Daniel is back to work today, but only for two days so he's doing marathon days to get things squared away, meet new clients and tie up loose ends before we leave Wednesday morning. I'm doing the same craziness at home, getting everyone packed, finalizing babysitter and petsitter instructions, getting the house in order (for once) and trying to do it all without lists. We'll be gone for five days, spending Wednesday evening and all day Thursday at my sister's house in Lombard, then we'll go to Andrew's orphanage reunion in Schaumburg Friday afternoon and all day Saturday. It's the same little adventure we really enjoyed last Summer.

On Daniel's To Do list is to call our adoption agency today and "nag" about the fact that we've waited 6 weeks for a court date and have no news. We were told 5-6 weeks until we'd hear a date and here we are.... still in limbo. I have a feeling we'll hear, "Oh, it's coming soon." Something vague like that...."soon." It's much better than hearing "Oh, the courts are slower now, so you'll need to wait 5-6 more weeks!" I think we'll both be screaming if that's the case, and I pray we don't hear that. So many families are waiting on dates at our agency, some longer than us, so we keep thinking there has to be news soon.

- Extracted material:

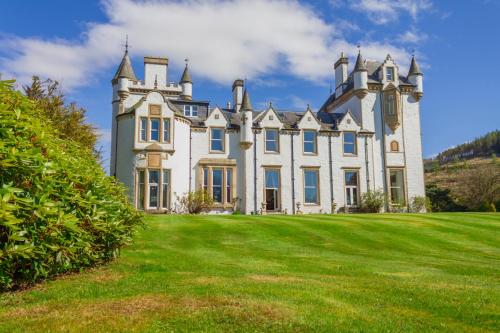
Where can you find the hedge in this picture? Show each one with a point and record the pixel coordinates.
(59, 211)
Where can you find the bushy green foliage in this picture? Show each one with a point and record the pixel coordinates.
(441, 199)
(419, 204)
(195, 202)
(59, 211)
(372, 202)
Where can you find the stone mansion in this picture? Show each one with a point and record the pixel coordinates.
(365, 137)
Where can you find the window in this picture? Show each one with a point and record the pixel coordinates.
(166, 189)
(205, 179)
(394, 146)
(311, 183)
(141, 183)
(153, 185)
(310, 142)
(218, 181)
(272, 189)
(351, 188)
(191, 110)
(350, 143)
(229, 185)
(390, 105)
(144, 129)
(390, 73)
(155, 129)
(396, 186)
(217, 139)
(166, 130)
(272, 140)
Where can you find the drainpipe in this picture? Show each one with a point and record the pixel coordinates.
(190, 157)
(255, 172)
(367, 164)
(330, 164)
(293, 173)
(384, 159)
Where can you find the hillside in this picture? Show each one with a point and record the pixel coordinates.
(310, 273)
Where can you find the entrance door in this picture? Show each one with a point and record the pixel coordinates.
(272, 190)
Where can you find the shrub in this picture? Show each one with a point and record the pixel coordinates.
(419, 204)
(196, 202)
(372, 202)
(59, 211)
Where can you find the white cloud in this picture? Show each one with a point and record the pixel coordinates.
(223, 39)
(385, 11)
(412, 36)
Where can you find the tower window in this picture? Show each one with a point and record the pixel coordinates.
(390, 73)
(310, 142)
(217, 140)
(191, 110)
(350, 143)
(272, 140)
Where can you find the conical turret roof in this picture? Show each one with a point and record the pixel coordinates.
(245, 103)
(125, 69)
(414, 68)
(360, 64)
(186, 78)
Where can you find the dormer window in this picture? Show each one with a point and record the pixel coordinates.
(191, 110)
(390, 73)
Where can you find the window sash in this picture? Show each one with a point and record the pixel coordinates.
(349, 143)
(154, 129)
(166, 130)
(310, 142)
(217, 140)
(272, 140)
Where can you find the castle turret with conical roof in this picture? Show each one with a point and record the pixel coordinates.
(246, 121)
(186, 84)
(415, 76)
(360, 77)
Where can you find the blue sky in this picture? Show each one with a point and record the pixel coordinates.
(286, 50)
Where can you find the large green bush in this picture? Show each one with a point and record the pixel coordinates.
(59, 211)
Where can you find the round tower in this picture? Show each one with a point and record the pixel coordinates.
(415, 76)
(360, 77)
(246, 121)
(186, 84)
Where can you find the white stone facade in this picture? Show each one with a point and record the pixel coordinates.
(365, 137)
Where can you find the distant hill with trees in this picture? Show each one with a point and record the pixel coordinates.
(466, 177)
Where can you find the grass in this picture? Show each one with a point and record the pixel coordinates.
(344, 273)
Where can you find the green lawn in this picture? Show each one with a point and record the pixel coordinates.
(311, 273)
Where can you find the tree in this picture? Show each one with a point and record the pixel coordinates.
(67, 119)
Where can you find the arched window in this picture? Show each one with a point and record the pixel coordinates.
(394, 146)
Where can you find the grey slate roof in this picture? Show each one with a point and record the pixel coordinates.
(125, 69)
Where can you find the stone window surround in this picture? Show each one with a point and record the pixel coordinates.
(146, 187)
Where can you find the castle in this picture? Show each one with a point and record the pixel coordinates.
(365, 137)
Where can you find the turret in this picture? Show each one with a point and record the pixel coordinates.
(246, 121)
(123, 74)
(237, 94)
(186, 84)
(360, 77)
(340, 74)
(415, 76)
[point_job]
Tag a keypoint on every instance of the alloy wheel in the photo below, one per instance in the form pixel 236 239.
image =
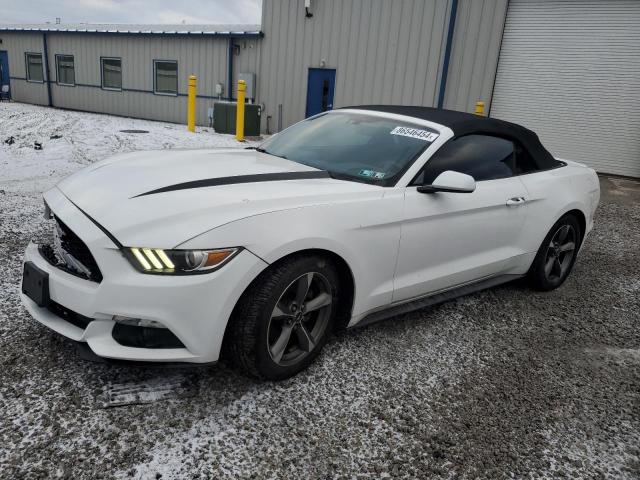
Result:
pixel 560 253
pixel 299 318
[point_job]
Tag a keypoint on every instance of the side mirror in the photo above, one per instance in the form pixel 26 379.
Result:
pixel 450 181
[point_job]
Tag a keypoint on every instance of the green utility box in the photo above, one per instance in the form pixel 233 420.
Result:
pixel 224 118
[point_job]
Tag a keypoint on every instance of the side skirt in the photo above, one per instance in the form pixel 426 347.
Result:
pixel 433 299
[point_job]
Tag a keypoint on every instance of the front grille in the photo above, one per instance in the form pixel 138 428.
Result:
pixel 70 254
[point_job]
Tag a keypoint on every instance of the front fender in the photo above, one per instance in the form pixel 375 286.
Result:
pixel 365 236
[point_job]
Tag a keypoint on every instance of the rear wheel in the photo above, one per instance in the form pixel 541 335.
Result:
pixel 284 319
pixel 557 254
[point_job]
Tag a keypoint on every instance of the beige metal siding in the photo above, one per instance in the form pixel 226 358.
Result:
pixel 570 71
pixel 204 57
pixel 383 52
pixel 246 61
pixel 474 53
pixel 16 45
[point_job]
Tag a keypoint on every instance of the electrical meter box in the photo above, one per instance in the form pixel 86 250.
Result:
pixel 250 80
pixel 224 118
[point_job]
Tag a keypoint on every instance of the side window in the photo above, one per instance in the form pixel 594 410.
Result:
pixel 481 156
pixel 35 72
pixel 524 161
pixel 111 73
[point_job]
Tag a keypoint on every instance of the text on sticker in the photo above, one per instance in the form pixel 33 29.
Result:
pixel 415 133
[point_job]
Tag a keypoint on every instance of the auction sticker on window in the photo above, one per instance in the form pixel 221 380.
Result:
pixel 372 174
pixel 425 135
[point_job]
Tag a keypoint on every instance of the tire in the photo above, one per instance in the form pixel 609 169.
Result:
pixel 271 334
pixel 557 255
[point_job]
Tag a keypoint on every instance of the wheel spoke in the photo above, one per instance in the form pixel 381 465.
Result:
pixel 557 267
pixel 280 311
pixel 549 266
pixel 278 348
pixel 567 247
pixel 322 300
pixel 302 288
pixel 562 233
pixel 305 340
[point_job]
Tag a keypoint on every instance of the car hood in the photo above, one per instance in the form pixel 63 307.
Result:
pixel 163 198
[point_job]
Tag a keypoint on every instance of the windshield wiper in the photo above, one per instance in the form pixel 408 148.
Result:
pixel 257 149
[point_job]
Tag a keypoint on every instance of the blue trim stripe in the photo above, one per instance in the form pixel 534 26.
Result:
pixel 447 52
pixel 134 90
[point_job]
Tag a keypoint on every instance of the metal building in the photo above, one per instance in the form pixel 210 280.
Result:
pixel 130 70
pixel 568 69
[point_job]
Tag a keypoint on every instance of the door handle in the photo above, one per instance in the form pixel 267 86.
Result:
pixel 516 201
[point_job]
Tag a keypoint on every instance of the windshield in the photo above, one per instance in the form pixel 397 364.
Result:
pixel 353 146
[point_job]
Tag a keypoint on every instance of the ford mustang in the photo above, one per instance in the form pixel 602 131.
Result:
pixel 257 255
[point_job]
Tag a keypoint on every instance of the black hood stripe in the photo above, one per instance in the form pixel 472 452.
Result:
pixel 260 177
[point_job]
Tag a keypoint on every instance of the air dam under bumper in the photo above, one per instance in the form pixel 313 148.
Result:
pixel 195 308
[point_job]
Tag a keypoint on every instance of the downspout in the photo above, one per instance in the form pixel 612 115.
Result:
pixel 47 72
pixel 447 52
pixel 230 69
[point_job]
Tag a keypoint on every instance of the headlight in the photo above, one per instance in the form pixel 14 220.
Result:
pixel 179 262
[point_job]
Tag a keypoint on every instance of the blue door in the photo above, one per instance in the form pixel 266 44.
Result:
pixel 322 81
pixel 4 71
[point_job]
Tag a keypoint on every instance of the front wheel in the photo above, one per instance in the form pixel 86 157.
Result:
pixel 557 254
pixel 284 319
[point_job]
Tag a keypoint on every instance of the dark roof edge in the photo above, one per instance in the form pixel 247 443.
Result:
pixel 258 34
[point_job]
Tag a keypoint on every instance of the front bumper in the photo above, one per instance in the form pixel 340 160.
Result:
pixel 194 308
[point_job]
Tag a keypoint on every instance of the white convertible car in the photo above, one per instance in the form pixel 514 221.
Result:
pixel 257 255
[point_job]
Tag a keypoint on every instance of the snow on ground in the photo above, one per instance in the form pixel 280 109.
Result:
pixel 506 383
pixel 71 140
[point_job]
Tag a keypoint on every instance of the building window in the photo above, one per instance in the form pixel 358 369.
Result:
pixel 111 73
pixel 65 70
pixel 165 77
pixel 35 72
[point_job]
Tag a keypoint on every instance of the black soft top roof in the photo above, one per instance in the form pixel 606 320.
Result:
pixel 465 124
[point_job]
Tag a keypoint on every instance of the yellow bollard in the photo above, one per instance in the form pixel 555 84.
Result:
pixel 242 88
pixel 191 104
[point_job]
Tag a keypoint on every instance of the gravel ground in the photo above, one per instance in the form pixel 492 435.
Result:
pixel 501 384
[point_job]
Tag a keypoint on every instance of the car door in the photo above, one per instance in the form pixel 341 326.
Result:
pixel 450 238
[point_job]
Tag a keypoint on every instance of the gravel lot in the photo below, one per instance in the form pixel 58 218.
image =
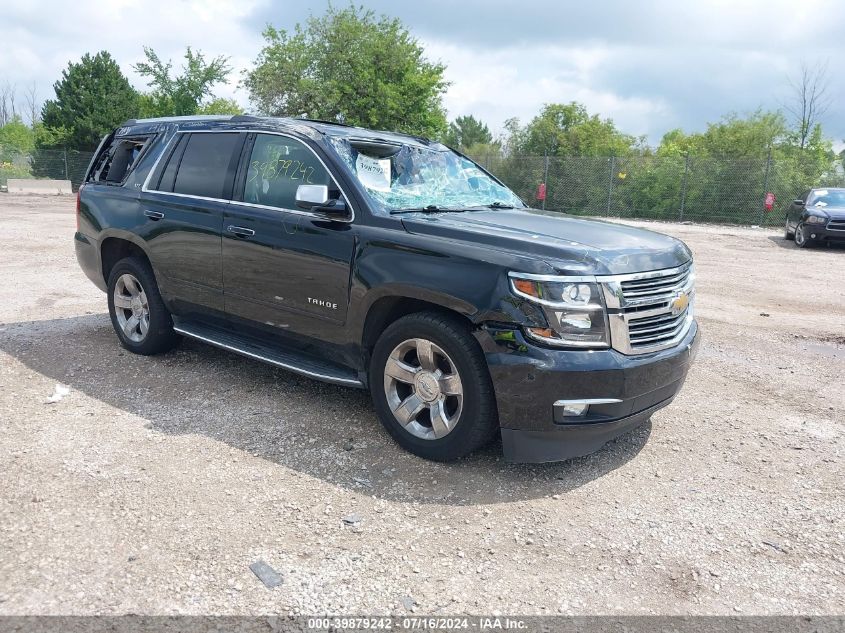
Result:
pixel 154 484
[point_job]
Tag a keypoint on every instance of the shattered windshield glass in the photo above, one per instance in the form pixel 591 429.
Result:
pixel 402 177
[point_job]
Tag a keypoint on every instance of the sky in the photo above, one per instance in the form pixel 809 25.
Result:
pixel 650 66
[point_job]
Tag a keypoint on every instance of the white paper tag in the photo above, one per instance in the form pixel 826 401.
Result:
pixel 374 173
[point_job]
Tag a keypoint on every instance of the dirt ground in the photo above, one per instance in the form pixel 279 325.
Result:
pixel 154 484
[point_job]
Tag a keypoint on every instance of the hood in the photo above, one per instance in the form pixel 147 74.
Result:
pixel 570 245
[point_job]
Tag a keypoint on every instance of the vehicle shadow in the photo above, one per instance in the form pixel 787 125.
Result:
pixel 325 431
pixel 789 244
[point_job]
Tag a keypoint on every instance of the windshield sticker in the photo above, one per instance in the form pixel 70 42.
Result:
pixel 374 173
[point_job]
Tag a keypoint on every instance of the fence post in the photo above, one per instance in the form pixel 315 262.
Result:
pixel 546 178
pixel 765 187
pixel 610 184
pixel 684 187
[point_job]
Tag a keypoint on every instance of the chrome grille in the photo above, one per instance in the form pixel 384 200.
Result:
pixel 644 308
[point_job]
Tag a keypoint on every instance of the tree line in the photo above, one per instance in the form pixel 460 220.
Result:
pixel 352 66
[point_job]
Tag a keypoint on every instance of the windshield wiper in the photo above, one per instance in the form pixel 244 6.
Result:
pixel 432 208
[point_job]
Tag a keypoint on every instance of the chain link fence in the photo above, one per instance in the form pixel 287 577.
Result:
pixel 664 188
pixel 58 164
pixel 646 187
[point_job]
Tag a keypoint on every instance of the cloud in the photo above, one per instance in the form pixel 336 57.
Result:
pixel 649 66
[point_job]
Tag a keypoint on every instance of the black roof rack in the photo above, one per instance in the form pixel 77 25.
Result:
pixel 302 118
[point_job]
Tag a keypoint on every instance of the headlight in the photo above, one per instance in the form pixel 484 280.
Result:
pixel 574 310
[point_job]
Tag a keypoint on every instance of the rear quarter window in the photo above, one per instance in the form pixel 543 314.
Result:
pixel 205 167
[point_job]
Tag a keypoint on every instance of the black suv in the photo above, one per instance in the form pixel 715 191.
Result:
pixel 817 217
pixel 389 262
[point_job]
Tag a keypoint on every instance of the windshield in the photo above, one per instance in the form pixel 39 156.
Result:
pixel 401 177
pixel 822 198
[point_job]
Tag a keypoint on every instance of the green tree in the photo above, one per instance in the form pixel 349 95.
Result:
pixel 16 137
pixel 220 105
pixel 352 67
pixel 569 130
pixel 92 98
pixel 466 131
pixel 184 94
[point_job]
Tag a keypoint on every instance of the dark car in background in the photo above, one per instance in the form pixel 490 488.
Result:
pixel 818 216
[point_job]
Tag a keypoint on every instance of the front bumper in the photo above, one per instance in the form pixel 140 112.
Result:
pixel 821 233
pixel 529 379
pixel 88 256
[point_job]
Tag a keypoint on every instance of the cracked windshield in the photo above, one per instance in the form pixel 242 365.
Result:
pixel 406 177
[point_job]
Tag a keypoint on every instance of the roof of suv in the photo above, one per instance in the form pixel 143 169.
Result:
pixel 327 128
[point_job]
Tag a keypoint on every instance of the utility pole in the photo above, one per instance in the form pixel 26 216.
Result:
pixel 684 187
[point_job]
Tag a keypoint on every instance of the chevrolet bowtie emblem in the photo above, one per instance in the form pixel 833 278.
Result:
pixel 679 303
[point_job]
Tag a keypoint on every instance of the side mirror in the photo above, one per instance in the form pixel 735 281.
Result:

- Work request 1:
Using the post about the trip and the adoption wait, decide whether each statement agrees with it: (a) the family will be away for five days; (b) the agency said they would hear a court date within 3-4 weeks; (c) Andrew's orphanage reunion takes place in Lombard. Answer yes or no for each and quote the words from the post that settle it.
- Work request 2:
Resume the post about the trip and the adoption wait, picking up right after its final sentence.
None of the items above matter here.

- Task response 1:
(a) Yes: "We'll be gone for five days"
(b) No: "We were told 5-6 weeks until we'd hear a date"
(c) No: "Andrew's orphanage reunion in Schaumburg"

- Task response 2:
Saturday, June 20, 2009

Ethiopia Bound?

Andrew has decided that he wants to stow away to Ethiopia with us...


...and Lakshmi has, too. She's wearing the traditional head dress to prove it!

Friday, June 19, 2009

Baby Steps

It looks like Andrew's room is down to "zero" toys. This includes all small toy cars, art supplies, stuffed animals, and most tragically- books. Granted, he does have several books to browse in the living room, along with a few puzzles and games where he can be supervised. It's a long story that I hesitated to share for two reasons: 1) it's just plain depressing, frustrating and sad to me, and 2) I have a need to protect my children's privacy, believe it or not, and 3) it's complicated. I think this is an issue many adoptive parents of older kids run into and I'm sure it's something Andrew will eventually outgrow when he has healed some core issues. I don't blame him for anything, and when I look at where he's come from, his background and such it would be surprising if he didn't have this issue.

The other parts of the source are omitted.